Exercise brief
Count how many lines of the entries contain the string "tower". Give only the number.

Coordinate annotation entries
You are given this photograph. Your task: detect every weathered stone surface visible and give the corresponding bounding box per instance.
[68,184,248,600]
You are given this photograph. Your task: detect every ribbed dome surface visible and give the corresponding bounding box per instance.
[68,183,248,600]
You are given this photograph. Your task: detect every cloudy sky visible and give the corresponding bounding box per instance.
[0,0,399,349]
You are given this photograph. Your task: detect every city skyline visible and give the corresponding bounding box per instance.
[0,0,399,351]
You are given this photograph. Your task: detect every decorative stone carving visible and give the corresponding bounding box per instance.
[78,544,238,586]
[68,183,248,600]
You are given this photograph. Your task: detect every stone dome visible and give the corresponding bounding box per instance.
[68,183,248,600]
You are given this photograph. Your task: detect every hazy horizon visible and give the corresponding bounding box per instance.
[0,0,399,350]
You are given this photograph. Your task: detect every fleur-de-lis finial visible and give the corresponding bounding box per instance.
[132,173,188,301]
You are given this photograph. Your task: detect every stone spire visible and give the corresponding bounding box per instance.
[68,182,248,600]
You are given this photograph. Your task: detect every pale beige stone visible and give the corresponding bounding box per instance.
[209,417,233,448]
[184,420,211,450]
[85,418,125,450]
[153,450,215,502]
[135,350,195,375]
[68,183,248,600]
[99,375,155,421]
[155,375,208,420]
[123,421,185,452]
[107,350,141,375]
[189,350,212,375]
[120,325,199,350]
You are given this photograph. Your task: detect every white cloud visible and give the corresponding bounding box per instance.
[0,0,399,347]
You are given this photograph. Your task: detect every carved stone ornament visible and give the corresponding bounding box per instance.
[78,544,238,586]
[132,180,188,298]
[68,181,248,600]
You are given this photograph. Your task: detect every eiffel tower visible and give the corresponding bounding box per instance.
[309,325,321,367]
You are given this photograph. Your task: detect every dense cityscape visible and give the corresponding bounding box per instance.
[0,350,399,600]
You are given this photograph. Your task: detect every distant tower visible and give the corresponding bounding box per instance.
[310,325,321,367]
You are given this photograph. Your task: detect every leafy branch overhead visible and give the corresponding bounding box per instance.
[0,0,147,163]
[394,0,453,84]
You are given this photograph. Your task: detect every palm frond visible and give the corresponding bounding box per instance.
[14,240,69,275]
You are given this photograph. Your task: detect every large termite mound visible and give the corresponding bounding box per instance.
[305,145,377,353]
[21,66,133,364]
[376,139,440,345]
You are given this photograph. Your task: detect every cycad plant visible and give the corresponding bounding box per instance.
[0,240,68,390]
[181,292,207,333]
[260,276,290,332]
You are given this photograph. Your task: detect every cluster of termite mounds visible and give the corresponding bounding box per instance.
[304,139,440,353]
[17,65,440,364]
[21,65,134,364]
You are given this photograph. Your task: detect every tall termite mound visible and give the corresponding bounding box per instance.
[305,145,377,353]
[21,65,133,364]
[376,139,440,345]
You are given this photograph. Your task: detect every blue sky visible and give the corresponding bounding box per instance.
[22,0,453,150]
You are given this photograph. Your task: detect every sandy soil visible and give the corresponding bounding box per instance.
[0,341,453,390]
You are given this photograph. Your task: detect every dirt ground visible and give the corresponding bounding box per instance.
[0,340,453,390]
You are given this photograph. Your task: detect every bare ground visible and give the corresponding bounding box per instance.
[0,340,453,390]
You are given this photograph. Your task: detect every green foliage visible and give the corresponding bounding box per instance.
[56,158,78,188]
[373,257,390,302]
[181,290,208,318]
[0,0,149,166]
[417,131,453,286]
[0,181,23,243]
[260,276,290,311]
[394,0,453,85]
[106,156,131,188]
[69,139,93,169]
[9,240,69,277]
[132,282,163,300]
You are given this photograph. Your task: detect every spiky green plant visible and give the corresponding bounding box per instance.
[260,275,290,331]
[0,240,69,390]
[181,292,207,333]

Written response
2